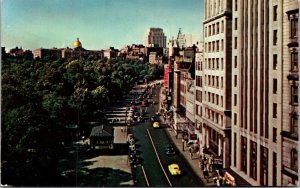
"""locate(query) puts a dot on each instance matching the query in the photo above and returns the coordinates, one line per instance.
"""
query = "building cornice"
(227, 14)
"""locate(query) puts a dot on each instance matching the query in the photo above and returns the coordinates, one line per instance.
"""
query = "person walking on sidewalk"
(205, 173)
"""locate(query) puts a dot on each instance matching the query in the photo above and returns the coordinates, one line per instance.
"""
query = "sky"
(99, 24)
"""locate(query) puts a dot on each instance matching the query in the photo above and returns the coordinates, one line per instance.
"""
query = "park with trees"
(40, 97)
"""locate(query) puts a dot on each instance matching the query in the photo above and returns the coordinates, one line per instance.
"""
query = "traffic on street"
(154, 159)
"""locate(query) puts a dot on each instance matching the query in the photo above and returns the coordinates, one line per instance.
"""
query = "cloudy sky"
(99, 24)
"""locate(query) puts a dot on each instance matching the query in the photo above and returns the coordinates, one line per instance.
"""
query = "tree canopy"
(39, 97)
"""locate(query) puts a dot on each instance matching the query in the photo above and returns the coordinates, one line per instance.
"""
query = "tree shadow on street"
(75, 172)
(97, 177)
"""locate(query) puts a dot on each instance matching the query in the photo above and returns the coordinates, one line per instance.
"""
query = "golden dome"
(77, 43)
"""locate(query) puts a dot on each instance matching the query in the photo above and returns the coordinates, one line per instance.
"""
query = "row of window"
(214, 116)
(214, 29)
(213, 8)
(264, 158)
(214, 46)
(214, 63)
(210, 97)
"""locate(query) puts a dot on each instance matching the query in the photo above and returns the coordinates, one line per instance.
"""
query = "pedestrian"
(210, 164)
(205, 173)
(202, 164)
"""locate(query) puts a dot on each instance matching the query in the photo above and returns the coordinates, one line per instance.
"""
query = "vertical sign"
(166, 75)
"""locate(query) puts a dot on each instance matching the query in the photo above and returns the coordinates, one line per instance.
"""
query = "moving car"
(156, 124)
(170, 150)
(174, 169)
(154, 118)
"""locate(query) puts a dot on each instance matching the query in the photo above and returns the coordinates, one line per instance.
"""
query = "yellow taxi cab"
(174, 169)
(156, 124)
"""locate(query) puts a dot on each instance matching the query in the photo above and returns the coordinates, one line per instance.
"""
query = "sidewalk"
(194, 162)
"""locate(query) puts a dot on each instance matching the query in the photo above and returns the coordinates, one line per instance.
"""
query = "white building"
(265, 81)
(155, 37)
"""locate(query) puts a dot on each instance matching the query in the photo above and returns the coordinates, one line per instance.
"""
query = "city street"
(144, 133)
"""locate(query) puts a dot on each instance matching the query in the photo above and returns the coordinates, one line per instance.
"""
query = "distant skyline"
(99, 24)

☆ ☆ ☆ ☆ ☆ ☆ ☆

### Short problem
Pick out and copy every line of the records that contains the string "sidewalk".

### Correct result
query = "person walking on sidewalk"
query = "sidewalk"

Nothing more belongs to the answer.